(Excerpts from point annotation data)
^^^^^^^^^^^^^^^^
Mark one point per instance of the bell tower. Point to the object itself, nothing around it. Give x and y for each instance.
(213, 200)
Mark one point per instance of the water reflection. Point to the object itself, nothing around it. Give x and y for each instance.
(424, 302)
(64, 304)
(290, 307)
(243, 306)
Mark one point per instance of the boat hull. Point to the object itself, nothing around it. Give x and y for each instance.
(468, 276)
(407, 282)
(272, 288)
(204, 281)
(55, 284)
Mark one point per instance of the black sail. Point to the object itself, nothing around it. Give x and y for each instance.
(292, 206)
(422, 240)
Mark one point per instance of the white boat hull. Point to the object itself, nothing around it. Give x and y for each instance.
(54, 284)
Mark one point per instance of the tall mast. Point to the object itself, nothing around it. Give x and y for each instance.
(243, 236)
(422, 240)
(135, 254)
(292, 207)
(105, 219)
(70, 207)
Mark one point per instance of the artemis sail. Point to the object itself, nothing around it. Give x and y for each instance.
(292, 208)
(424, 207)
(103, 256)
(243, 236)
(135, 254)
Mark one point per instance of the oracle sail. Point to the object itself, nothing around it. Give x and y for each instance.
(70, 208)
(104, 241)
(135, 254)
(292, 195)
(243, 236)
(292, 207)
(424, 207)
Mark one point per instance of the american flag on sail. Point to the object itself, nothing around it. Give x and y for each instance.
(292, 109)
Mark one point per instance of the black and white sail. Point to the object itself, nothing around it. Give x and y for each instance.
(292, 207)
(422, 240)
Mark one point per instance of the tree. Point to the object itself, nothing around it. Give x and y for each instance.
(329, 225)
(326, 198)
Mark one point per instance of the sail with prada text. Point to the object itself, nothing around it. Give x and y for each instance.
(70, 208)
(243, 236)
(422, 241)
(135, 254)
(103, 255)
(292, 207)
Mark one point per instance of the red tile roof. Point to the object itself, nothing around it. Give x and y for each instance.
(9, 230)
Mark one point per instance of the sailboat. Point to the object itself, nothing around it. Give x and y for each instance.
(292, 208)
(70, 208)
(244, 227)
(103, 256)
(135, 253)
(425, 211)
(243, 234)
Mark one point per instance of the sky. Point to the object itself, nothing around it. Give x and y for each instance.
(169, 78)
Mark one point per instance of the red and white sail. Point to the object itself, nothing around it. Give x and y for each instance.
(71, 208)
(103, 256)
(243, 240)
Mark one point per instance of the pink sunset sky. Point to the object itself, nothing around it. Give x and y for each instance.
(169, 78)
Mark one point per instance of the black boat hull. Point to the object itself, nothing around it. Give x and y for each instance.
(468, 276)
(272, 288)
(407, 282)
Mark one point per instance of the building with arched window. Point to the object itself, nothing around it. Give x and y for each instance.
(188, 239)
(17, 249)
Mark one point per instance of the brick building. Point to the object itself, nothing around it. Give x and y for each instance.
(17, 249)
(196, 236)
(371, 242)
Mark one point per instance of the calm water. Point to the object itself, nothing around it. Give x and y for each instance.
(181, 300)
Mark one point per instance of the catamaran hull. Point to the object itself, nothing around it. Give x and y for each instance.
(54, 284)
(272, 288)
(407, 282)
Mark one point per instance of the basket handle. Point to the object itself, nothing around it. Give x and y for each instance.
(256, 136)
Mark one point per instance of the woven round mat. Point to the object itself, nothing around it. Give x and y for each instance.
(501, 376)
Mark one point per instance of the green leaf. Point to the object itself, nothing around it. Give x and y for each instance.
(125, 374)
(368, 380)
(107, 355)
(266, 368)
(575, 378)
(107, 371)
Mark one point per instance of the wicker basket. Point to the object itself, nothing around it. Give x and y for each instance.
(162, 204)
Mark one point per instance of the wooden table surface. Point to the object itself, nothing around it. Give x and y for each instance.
^^^^^^^^^^^^^^^^
Given exercise :: Restate each record exactly as written.

Final result ::
Mark one point per instance of the bell tower. Point to the object itself, nothing around it. Give x and y for each instance.
(213, 200)
Mark one point per instance of the water reflection. Point to the object itself, nothing around it. Give x and y for each instance.
(424, 302)
(64, 304)
(290, 307)
(243, 306)
Mark one point per instance of the boat hull. Point to the object itself, nothing around it. Give x and y for each instance.
(468, 276)
(407, 282)
(272, 288)
(204, 281)
(55, 284)
Mark one point per instance of the black sail. Point to the object itself, nothing around it. Give x and y for each instance.
(292, 206)
(422, 240)
Mark one point per instance of the white boat hull. Point to the object itself, nothing around it. Give x and y for each instance.
(54, 284)
Mark one point per instance of the tall mast. Point to the object itself, nothing around it. Give x and y for each instance.
(243, 236)
(422, 240)
(135, 254)
(292, 207)
(105, 219)
(70, 207)
Mark one point per instance of the artemis sail. Point to the object itself, nothing around it. Give x and y for each instance.
(292, 208)
(424, 207)
(103, 256)
(243, 236)
(135, 254)
Mark one point per instance of the oracle sail. Point to the object itself, nothing around it. Give x and y for each instance.
(70, 208)
(104, 241)
(135, 254)
(292, 195)
(243, 236)
(292, 207)
(424, 207)
Mark one point per instance of the american flag on sail. Point to the object itself, nothing around it. Give x and y for each instance.
(292, 109)
Mark one point per instance of the black and white sail. Point to the object itself, nothing around it. Give x and y for each instance.
(292, 207)
(422, 240)
Mark one point per instance of the tree. Point to the object itself, nothing around it. Give x and y for each instance.
(329, 225)
(326, 198)
Mark one point per instance of the sail with prada text. Point to the object itself, nothing around it. Give x and y for each instance.
(70, 208)
(243, 236)
(422, 241)
(135, 254)
(103, 255)
(292, 207)
Mark one point per instance of the red tile roof. Point to the object itself, nothing around it. Give x and y for each instance.
(9, 230)
Mark one point per instance of the sailboat. Point to the object itself, nothing around it. Give x and y for each instance.
(292, 208)
(70, 208)
(244, 227)
(103, 256)
(135, 253)
(425, 211)
(243, 234)
Mark one point per instance of the sky. Point to the object itself, nothing around it. Give x and y for each instance.
(169, 78)
Mark one point per instance of the red and white sail. Point to the object itself, nothing around it. Give x and y for each instance.
(71, 208)
(103, 256)
(243, 240)
Mark one point per instance of the pink sunset sky. Point to the object itself, nothing around it. Give x and y for each instance.
(169, 78)
Mark one point per instance of the black boat hull. Point to the object itself, nothing around it. Give x and y for each instance.
(468, 276)
(272, 288)
(407, 282)
Mark one point per instance of the building with arched window. Point to the object itself, nothing around it. Give x and y for each instance.
(188, 239)
(17, 249)
Mark one point per instance of the brick building. Point to the object itself, nothing around it. Give x and y for each instance.
(17, 249)
(196, 236)
(371, 242)
Mark one point per instance of the calm water. Point to the object itself, nothing around it. Give x and y for each instance.
(181, 300)
Mark one point per instance of the catamaran hull. Point to the object itself, nothing around it. Give x and y for each instance.
(54, 284)
(272, 288)
(407, 282)
Mark one point per instance of the basket handle. Point to the object itself, nothing around it. Give x and y for each instance.
(256, 136)
Mark one point per instance of the woven round mat. Point to the object itself, nothing around it. Give x and y for each instance.
(501, 376)
Mark one point per instance of the green leaf. Point to the object itself, nothing around it. Give x and y for each instance.
(125, 374)
(368, 380)
(107, 355)
(266, 368)
(575, 378)
(107, 371)
Mark one point per instance of the wicker basket. Point to the object itself, nothing around it. Give x and y for each instance.
(162, 204)
Mark one point per instance of the wooden table surface. Point to the object itself, nothing around it. Give x and y for each instance.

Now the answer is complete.